▶ MATERIALS PROVIDED

━━━━━━━━━━━━━━━━━━━━━━━━━━━━━━

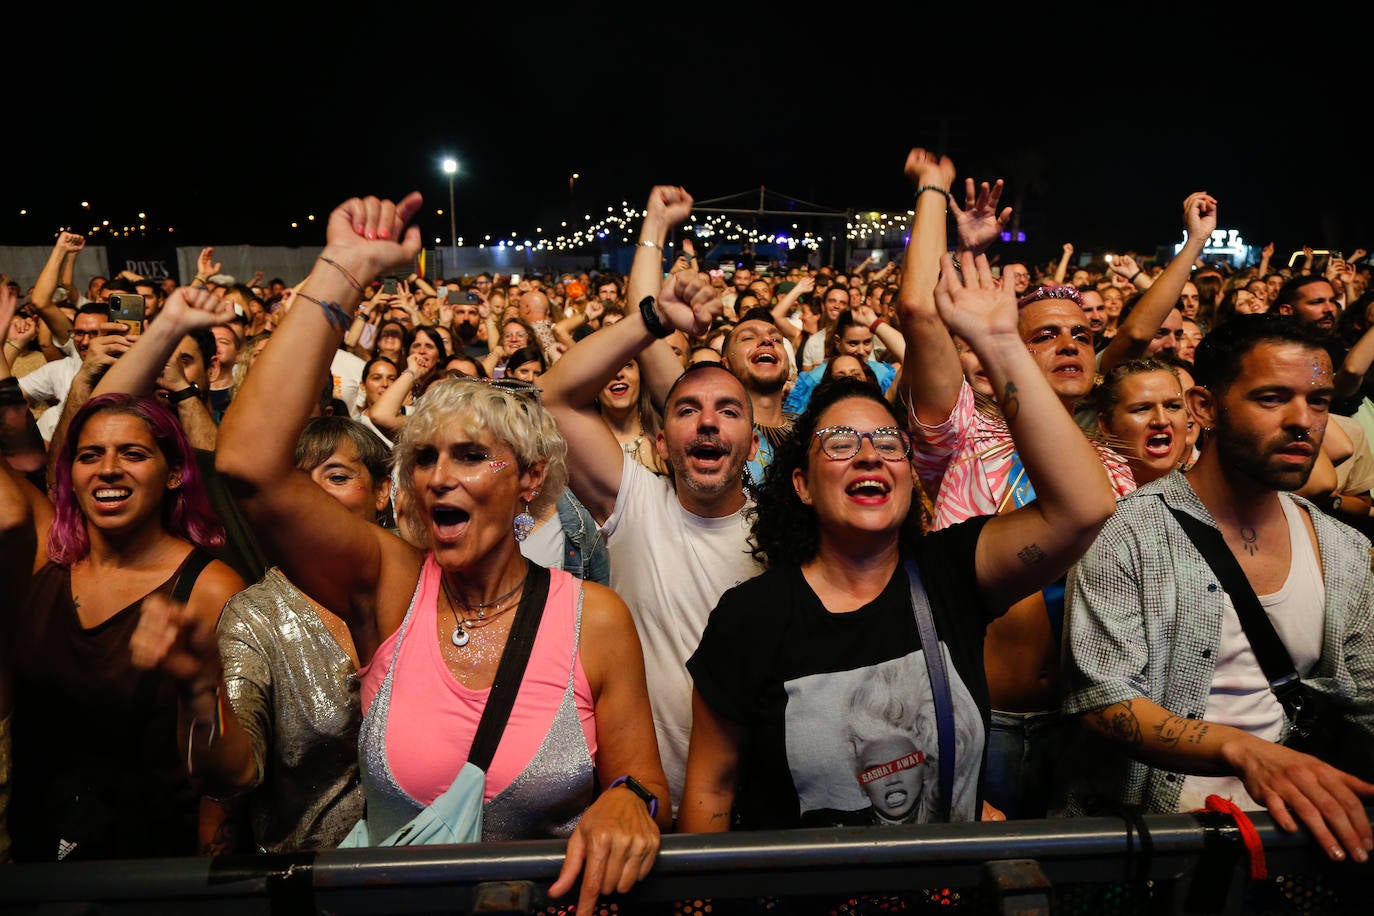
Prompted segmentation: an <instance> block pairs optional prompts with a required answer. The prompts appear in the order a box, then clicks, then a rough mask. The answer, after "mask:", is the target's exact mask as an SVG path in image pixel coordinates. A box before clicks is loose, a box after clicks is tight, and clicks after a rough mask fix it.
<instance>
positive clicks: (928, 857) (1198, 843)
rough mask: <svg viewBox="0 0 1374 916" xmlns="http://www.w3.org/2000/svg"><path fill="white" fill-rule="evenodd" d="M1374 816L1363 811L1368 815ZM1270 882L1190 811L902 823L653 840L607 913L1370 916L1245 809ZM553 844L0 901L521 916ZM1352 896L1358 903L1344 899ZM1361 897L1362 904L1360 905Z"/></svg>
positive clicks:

━━━━━━━━━━━━━━━━━━━━━━━━━━━━━━

▶ PROBLEM DESCRIPTION
Rewrite the listing above as a numbered list, one entry per line, dropping any blank lines and leaving out the picture.

▶ TASK SOLUTION
1. Prompted segmentation: an <instance> block pairs optional prompts with a required answer. The prompts appear in the order a box, then clicks, then a rough mask. The answer, after "mask:", is the target's exact mask as an SVG path in image pixel coordinates. A box before clicks is loose, a box after clicks is tight, and clicks after a rough mask fix it.
2. <instance>
3. positive clicks: (928, 857) (1198, 843)
4. rough mask: <svg viewBox="0 0 1374 916" xmlns="http://www.w3.org/2000/svg"><path fill="white" fill-rule="evenodd" d="M1374 816L1363 811L1368 815ZM1270 882L1190 811L902 823L653 840L607 913L1370 916L1245 809ZM553 844L0 901L521 916ZM1352 896L1358 903L1344 899ZM1361 897L1362 904L1360 905Z"/></svg>
5. positive clicks:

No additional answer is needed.